— What this task involves —
Search the data for the word "straight" and copy every line that contains it.

━━━

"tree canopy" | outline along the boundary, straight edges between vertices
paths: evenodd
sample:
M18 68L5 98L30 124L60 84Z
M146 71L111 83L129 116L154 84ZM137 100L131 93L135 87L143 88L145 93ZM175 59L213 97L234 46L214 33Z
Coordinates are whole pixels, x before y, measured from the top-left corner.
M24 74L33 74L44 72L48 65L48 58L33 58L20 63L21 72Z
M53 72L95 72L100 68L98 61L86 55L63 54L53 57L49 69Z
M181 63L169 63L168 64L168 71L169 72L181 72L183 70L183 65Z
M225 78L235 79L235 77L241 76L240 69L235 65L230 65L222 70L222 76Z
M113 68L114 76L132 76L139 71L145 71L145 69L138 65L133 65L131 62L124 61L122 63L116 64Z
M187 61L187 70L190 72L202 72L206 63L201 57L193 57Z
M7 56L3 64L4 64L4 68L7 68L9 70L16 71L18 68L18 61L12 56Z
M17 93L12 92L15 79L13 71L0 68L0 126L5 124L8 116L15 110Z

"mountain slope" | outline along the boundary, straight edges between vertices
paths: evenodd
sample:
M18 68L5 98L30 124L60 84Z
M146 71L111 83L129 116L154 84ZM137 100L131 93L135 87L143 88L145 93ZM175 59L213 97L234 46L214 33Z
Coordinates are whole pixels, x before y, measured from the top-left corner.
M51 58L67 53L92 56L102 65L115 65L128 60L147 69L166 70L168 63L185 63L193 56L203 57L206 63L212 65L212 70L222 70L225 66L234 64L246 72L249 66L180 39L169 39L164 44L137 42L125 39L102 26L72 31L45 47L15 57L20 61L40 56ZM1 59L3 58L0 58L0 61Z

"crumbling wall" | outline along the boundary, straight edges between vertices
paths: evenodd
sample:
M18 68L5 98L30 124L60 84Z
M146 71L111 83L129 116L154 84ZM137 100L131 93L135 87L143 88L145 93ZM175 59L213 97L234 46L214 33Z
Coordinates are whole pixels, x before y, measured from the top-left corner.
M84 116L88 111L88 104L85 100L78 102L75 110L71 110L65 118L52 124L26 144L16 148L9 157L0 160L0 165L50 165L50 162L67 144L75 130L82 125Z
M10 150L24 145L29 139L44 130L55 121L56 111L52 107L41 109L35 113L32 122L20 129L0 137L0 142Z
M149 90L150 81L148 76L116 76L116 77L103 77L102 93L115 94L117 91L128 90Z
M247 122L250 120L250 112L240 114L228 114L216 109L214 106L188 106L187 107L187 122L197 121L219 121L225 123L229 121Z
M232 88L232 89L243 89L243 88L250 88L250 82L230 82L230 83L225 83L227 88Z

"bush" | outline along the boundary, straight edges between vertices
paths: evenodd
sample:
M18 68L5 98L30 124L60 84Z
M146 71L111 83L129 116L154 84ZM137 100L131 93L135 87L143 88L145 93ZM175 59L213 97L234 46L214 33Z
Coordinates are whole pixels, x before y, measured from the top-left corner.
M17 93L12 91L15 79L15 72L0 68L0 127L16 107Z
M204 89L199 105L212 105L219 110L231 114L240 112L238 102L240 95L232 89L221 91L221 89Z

━━━

— Response box —
"tree canopy" | outline along the boundary, straight edges between vertices
"mountain slope" | outline along the boundary, straight edges between vertices
"crumbling wall" | outline along the boundary, straight edges between vertices
"bush" | outline along the boundary, straight edges between vertices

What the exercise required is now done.